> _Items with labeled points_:
┄┄┄┄┄┄┄┄┄┄┄┄┄┄┄┄┄┄┄┄

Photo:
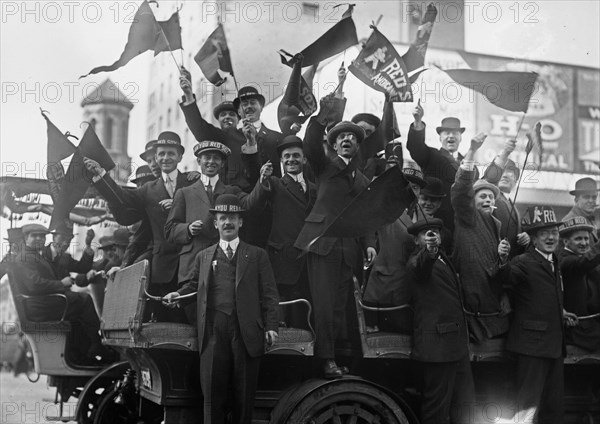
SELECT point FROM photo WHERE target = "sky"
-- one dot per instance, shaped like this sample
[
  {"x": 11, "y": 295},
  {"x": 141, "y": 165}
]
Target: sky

┄┄┄┄┄┄┄┄┄┄┄┄┄┄┄┄┄┄┄┄

> _Exercise_: Change every "sky" in the items above to "cloud" and write them out again, with the rest unchanged and the pictures left out.

> _Exercise response_:
Photo:
SELECT point FROM photo WHERE target = "cloud"
-- one dot per instance, shaped like this sample
[
  {"x": 11, "y": 295},
  {"x": 141, "y": 165}
]
Target: cloud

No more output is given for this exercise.